- Exercise -
All entries below are to be returned in full, exactly as they stand.
*** Material supplied ***
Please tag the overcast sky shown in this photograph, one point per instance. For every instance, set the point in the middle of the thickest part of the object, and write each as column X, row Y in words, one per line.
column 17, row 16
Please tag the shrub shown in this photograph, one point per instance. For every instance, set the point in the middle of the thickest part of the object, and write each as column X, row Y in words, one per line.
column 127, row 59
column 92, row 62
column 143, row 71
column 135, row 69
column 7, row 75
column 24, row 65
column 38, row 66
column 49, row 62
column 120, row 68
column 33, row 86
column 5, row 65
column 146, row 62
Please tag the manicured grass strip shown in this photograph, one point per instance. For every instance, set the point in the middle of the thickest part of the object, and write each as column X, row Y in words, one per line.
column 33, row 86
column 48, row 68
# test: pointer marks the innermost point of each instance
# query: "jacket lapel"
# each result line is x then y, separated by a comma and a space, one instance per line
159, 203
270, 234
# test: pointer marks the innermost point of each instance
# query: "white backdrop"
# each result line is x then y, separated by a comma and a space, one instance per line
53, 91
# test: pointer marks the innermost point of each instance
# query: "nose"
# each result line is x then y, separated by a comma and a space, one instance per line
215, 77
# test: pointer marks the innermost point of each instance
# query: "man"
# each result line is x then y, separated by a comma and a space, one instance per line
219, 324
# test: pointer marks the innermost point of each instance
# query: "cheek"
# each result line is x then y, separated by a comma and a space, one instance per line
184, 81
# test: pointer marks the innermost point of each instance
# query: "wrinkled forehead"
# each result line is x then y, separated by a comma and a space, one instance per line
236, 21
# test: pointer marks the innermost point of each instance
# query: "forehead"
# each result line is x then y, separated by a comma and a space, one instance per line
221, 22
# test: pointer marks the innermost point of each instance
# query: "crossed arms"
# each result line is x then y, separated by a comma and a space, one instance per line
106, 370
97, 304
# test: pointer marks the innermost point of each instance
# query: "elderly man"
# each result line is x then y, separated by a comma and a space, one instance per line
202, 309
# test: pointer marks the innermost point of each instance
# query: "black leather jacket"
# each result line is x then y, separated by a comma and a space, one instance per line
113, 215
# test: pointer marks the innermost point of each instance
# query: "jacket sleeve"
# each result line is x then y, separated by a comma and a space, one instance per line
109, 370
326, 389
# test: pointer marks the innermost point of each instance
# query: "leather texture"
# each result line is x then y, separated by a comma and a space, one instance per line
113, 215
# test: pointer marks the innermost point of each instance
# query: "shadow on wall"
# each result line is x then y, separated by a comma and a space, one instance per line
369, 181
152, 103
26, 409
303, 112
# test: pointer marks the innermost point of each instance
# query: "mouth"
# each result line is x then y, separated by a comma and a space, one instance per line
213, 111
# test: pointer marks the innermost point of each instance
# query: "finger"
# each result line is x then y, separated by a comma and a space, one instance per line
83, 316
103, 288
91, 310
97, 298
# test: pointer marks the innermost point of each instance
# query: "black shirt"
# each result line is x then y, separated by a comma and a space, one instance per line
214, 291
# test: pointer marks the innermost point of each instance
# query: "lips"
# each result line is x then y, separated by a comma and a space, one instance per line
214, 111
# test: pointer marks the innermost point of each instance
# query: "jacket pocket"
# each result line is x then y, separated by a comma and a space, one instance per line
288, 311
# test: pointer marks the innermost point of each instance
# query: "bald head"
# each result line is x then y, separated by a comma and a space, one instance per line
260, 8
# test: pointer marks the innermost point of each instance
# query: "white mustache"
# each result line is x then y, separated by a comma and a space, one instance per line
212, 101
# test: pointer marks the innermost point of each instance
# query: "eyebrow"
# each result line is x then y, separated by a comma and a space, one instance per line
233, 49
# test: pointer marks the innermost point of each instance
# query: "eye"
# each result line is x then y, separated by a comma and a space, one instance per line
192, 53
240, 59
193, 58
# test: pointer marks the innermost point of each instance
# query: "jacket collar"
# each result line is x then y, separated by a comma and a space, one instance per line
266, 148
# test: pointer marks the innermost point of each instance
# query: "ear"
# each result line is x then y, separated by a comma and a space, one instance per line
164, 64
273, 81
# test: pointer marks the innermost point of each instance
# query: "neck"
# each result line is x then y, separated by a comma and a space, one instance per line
*** End of Material supplied ***
- Result for this task -
Please tag the overcast sky shown in this photograph, one point per instance. For every instance, set the point in the middle of the thickest part of the object, and write each as column X, row Y in words, one per line.
column 17, row 16
Please tag the shrub shown in this photograph, one point per instance. For every instance, set the point in the middle of the thickest part of the object, and write each as column X, row Y in words, one per line.
column 127, row 59
column 92, row 62
column 143, row 71
column 135, row 69
column 7, row 75
column 24, row 65
column 38, row 66
column 49, row 62
column 120, row 68
column 33, row 86
column 5, row 65
column 146, row 62
Please tag the manicured grass strip shown in this photograph, one point per instance. For every instance, set the point in the middle of the thickest part of the object, and write each as column X, row Y in words, one per line.
column 33, row 86
column 48, row 68
# test: pointer marks the innermost point of each instance
# query: "jacket lapel"
# each result line is x then y, separated by a comma and a space, one instance per line
159, 203
270, 234
# test: pointer marks the innermost point of each instance
# query: "white backdrop"
# each result line is x then y, separated by a comma and a space, one instance per line
53, 91
# test: pointer marks the innermost point of each instance
# query: "nose"
# each result line is x then y, separated by a comma and a space, one instance per line
215, 77
# test: pointer marks the innermost point of each instance
# query: "man"
# each result line is x then y, separated by a comma and a space, one instance per line
219, 324
# test: pointer marks the innermost point of each instance
# query: "cheek"
# each result line is x then y, separated by a comma and a space, one instance per line
184, 81
# test: pointer marks the innermost point of each instance
# query: "wrinkled forehead"
# each result line is x then y, separated by a comma and a space, one instance per line
236, 21
# test: pointer marks the innermost point of each instance
# query: "forehead"
# each result line is x then y, separated by a comma and a space, one instance per line
221, 22
# test: pointer marks the innermost point of each instance
# query: "crossed arms"
# each result line is x then y, separated by a comma and a space, one instance per line
106, 370
97, 304
# test: pointer marks the innermost point of each instance
# query: "elderly man"
# each result line is x then y, separated by a comma and a space, one instance per line
202, 309
# test: pointer marks the innermost point of each instance
# query: "black leather jacket"
# each result line is x then y, separated by a comma and a space, one instance per line
113, 215
# test: pointer marks the innermost point of each instance
# query: "jacket sleeve"
# each result line is x then y, separated by a comma and a space, one instance per line
109, 370
326, 389
# test: pointer marks the innermost point of each instance
# query: "leather texture"
# each result line is x then y, separated by a comma and a space, one instance per line
113, 215
# test: pointer marks the innermost point of each instance
# query: "shadow on wall"
# each result line is x then y, separated by a comma and a space, one instance per line
369, 181
152, 103
26, 409
303, 112
# test: pointer marks the innermost point of each instance
# query: "mouth"
# each result line is x then y, separated by a comma and a space, one instance per line
213, 111
# test: pointer marks the innermost point of each instance
# query: "finger"
# each result line is x then y, separated by a comma and a space, one instance per line
83, 316
103, 288
91, 310
97, 298
# test: pointer marks the innermost point of each instance
# query: "black shirt"
# each result line is x then y, separated by a comma and a space, one instance per line
214, 291
# test: pointer marks the innermost point of each instance
# query: "lips"
# each result line is x then y, separated by a comma and a space, one instance per line
214, 111
# test: pointer marks the innermost point of each instance
# query: "jacket pocket"
# each result line is x then y, separated by a comma and a space, one instance per line
288, 311
# test: pointer marks the innermost point of each instance
# query: "bald head"
# each result line is x then y, separated by a comma and a space, one instance per line
260, 8
# test: pointer marks the innermost point of each instance
# query: "white mustache"
# each result line is x then y, separated by a comma and a space, one instance per line
212, 101
# test: pointer marks the innermost point of each instance
# query: "eyebrow"
# each result line is x then y, separated by a comma and a space, one instance per line
233, 49
# test: pointer marks the innermost point of each instance
# query: "eye"
# each result line is x then y, separated by a comma and a space, one instance per line
192, 53
240, 59
193, 58
# test: pointer marks the innermost point of each instance
# query: "jacket collar"
# each result line is x then y, separated by a comma and a space, one instance per line
266, 148
# test: pointer marks the innermost point of each instance
# query: "ear"
# each result line is x then y, separated by a comma and a space, one instance per line
164, 64
273, 81
# test: pointer marks the innermost point of each instance
# query: "neck"
# each result line is x then y, separated by a comma and a space, one instance per line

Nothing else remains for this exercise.